ENTRIES SHOWN>
=====
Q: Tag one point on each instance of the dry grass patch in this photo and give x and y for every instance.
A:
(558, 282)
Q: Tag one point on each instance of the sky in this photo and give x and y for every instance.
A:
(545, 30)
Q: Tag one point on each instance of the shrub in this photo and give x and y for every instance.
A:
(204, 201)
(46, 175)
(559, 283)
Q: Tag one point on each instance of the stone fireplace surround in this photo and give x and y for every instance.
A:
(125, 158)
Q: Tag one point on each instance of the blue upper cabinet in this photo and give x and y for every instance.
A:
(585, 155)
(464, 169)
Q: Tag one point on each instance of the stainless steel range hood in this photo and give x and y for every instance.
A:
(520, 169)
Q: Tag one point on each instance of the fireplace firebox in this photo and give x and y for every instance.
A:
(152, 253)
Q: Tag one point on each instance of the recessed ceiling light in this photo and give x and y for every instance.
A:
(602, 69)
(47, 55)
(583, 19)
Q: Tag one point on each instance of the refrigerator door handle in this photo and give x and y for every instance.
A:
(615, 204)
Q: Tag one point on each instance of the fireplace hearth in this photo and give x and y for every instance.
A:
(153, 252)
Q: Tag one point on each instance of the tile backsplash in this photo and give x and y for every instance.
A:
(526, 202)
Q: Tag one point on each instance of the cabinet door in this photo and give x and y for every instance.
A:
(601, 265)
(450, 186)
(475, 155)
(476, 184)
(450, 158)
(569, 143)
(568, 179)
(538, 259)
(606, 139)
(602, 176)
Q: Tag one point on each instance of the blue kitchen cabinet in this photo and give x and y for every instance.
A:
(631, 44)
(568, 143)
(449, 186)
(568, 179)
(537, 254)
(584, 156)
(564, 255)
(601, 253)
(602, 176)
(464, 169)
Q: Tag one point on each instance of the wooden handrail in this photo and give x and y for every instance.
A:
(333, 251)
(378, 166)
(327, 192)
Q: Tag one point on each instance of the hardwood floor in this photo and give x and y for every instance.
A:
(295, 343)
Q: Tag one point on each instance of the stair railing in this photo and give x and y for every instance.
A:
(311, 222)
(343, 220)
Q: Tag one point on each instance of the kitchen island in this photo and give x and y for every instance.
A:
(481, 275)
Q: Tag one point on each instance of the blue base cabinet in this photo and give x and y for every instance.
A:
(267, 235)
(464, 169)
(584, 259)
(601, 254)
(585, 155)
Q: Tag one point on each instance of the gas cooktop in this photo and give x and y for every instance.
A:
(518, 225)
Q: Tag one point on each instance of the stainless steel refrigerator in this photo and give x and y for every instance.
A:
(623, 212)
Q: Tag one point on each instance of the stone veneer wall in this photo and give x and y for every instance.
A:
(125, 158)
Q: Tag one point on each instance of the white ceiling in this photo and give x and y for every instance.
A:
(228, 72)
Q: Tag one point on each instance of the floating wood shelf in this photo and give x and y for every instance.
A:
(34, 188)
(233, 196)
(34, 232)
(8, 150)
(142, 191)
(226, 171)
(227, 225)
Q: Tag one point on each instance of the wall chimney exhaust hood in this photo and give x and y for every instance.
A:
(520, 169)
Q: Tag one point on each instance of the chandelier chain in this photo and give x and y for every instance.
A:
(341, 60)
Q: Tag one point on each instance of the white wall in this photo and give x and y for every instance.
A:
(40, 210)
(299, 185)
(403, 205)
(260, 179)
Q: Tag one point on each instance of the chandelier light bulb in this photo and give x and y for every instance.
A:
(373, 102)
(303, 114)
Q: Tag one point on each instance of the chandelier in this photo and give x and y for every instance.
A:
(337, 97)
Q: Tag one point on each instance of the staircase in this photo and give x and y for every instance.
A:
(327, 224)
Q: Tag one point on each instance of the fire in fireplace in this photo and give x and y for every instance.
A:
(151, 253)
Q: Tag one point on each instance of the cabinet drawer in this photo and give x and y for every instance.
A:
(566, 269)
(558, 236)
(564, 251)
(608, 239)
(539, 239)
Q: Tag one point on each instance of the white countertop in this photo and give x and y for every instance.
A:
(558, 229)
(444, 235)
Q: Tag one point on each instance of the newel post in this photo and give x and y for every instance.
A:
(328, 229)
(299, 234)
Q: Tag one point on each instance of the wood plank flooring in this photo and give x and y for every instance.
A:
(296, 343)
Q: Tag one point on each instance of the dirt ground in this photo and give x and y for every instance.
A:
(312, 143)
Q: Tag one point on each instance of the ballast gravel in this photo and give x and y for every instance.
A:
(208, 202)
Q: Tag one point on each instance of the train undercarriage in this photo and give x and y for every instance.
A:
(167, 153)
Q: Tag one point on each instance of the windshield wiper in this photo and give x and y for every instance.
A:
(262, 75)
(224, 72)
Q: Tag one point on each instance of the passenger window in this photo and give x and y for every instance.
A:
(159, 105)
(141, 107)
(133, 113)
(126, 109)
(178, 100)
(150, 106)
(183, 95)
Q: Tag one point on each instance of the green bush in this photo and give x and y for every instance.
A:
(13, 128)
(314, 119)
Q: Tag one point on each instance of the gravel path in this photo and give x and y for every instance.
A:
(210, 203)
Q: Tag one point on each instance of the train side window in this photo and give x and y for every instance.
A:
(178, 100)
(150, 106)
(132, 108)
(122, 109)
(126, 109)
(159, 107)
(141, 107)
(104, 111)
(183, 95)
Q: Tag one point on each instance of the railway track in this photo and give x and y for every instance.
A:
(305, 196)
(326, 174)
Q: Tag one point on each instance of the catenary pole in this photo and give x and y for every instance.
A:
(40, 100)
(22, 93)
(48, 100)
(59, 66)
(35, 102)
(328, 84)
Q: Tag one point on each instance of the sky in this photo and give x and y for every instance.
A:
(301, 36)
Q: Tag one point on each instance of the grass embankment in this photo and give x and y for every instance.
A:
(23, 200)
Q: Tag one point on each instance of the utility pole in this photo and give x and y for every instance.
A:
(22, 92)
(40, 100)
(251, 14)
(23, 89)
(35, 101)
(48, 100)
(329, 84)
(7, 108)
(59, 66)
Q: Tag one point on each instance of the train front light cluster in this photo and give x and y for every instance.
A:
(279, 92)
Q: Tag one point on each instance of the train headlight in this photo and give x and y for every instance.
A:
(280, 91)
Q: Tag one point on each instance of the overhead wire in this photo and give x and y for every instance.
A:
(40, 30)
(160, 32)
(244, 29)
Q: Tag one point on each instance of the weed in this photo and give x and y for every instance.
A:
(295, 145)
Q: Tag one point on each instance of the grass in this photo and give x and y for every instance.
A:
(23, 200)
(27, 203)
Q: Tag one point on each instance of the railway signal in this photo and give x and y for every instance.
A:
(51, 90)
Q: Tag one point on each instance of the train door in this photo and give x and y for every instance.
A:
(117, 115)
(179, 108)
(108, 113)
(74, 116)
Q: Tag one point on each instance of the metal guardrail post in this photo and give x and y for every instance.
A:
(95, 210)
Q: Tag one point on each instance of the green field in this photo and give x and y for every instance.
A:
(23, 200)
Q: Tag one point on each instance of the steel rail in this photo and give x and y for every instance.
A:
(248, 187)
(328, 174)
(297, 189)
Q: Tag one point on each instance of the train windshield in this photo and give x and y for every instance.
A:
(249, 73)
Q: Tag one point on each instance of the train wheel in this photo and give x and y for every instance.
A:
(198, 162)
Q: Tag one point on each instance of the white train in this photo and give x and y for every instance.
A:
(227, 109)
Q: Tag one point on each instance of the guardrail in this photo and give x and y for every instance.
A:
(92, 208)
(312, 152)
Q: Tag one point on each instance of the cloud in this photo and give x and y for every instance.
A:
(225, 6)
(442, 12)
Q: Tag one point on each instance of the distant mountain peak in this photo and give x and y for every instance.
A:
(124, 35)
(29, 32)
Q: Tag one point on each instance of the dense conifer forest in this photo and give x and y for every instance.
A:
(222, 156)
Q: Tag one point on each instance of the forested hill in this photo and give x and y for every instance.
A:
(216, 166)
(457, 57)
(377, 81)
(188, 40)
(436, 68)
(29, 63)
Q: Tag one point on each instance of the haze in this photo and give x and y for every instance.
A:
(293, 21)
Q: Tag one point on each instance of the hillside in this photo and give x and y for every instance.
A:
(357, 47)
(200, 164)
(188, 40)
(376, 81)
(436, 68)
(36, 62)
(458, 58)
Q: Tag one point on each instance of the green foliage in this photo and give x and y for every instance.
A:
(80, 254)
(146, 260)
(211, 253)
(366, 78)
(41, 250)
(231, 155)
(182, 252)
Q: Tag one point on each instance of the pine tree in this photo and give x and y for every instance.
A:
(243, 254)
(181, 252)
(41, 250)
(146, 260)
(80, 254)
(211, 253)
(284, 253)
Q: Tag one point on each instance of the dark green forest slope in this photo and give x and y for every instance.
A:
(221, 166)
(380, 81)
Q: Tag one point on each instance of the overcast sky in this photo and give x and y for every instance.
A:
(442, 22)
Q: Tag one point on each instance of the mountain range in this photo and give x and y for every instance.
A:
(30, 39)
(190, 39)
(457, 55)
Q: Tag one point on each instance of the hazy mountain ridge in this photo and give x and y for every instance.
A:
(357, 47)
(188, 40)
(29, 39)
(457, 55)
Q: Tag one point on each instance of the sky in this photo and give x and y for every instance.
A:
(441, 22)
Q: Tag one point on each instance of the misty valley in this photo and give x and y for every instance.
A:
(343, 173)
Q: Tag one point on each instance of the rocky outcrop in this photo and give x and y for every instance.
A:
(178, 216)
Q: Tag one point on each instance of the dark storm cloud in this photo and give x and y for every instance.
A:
=====
PROBLEM DETAILS> Count every line of the records that holds the string "steel". Write only the total.

EXERCISE ANSWER> 3